• TO DO: Change "instance" to "object" in the records, starting with the line that contains "Target: bare tree" and going on through the end of the records. Give those lines again with nothing else altered.

• MATERIAL FOR THIS EXERCISE:

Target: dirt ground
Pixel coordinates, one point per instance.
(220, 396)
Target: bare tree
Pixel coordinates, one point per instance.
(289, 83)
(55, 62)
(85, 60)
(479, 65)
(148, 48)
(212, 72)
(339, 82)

• ANSWER TO THIS TASK:
Target: bare tree
Pixel coordinates, one point per object.
(289, 83)
(55, 62)
(85, 60)
(479, 65)
(148, 48)
(212, 72)
(339, 82)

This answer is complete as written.